--- start Data supplied ---

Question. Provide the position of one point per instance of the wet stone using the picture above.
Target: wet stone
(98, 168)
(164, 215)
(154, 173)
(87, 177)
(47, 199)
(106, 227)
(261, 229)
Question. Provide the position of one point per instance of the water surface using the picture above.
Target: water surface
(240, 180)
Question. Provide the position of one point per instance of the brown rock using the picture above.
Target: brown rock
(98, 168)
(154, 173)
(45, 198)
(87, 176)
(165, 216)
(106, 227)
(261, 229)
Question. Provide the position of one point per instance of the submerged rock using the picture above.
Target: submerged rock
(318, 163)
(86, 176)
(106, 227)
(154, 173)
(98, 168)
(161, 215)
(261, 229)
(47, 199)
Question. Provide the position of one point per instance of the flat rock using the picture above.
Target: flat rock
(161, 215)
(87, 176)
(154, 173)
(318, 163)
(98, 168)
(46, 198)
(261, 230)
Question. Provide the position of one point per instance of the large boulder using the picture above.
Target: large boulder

--- end Data supplied ---

Instructions for the task.
Reproduce all of the lines above verbatim, without altering, omitting, or adding anything.

Result for this task.
Question. Provide the position of one point per instance of the wet stone using the picture above.
Target: wet stone
(98, 168)
(164, 215)
(154, 173)
(87, 177)
(47, 199)
(106, 227)
(261, 229)
Question. Provide the position of one point per instance of the water surface using the picture above.
Target: water surface
(240, 180)
Question. Provide the position of one point per instance of the brown rock using the picture above.
Target: brown rock
(98, 168)
(154, 173)
(45, 198)
(87, 176)
(165, 216)
(106, 227)
(261, 229)
Question. Provide the position of one point per instance of the submerged rock using the picture above.
Target: submerged rock
(318, 163)
(86, 176)
(106, 227)
(154, 173)
(98, 168)
(161, 215)
(261, 229)
(47, 199)
Question. Provide the position of one point per instance of the flat rock using the picture above.
Target: flat rock
(161, 215)
(87, 176)
(154, 173)
(318, 163)
(98, 168)
(46, 198)
(261, 230)
Question. Provide the position of one point per instance of the large boulder using the picture above.
Target: large boulder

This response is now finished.